### QUOTED TEXT
[swift-dev] SR-5403 / Memory Optimization Opportunity (Load/Store forwarding)
Michael Gottesman
mgottesman at apple.com
Tue Jul 11 18:13:16 CDT 2017
> On Jul 11, 2017, at 10:16 AM, Johannes Weiß <johannesweiss at apple.com> wrote:
>
> Hi Michael,
>
>> [...]
>>> Now you advise to run the '-debug-only=sil-redundant-load-elim' so I tried
>>>
>>> sil-opt [...] -debug-only=sil-redundant-load-elim
>>>
>>> but it doesn't seem happy with that. Did I misunderstand how to pass this option?
>>
>> What do you mean by it doesn't seem happy?
>
> I was using a too old/wrong version of sil-opt (the one from Xcode 9 beta N) which didn't have that option. Resolved by using the one from my own swift build.
Ok.
>
>
>> [...]
>>> is this roughly what you had in mind?
>>
>> Nope. I was suggesting that you write the SIL by hand. It will be much easier.
>
> Ha, that's a much better idea, thanks for your help, much appreciated! No idea why I didn't think of that. This is today's update:
>
> --- SNIP (whole file attached as test-load-forwarding.sil) ---
> // bar()
> sil hidden @bar : $@convention(thin) () -> () {
> bb0:
> alloc_global @MyIntStorage
> %int_storage = global_addr @MyIntStorage : $*Int
> %value_raw = integer_literal $Builtin.Int64, 42
> %value = struct $Int (%value_raw : $Builtin.Int64)
> store %value to %int_storage : $*Int
>
> %f_buz = function_ref @buz : $@convention(thin) (@in_guaranteed Int) -> ()
> %r1 = apply %f_buz(%int_storage) : $@convention(thin) (@in_guaranteed Int) -> ()
>
> %value_again = load %int_storage : $*Int
> %f_test = function_ref @testNumber12345 : $@convention(thin) (Int) -> ()
> %r2 = apply %f_test(%value_again) : $@convention(thin) (Int) -> ()
>
> // just to test an illegal function
> %f_bad = function_ref @bad : $@convention(thin) (@in_guaranteed Int) -> ()
> %r3 = apply %f_bad(%int_storage) : $@convention(thin) (@in_guaranteed Int) -> ()
>
> %value_again2 = load %int_storage : $*Int
> %r4 = apply %f_test(%value_again2) : $@convention(thin) (Int) -> ()
>
> return %r2 : $()
> } // end sil function 'bar'
> --- SNAP ---
>
> So I make a global Int storage, store the number 42 to it, invoke buz() which takes an @in_guaranteed Int, then load it again (this is redundant as @in_guaranteed isn't allowed to modify it). I also pass the loaded number to the function testNumber12345() which just tests that it's the number 12345 (which it isn't but I wanted to be sure it's actually consumed)
>
> Then (because I believe the RLE actually works) I also introduced a function `bad` which is a bit like `buz` but it does actually write to the *Int which I believe is illegal (right?).
>
> Now let's see what we get with sil-opt
>
> I run the following command:
>
> sil-opt -verify -assume-parsing-unqualified-ownership-sil -redundant-load-elim -debug-only=sil-redundant-load-elim -debug test-load-forwarding.sil
>
> which gives me the following output (my annotations marked as [JW: ... ])

### DATA SEGMENT
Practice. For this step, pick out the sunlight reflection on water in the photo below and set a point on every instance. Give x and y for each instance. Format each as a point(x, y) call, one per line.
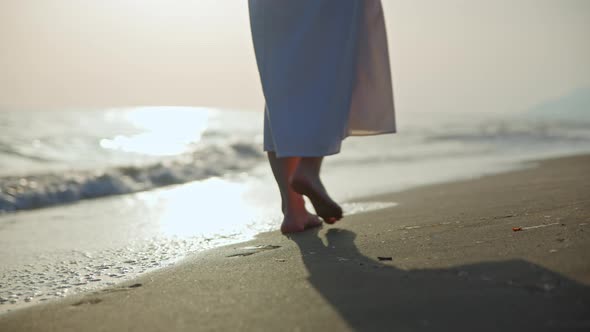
point(164, 131)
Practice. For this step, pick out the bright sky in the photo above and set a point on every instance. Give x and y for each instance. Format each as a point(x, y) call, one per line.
point(479, 55)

### GIVEN INSTRUCTION 1
List every function that the SIL code in the load-forwarding post references with function_ref.
### GIVEN INSTRUCTION 2
Answer these from the load-forwarding post:
(a) Which version of sil-opt was Johannes first using when the debug option failed?
(b) What integer value does the SIL store to the global storage?
(c) What is the file name of the attached SIL file?
None of the data plays any part in this work.

### CORRECT RESULT 1
@buz
@testNumber12345
@bad

### CORRECT RESULT 2
(a) The one from Xcode 9 beta N.
(b) 42.
(c) test-load-forwarding.sil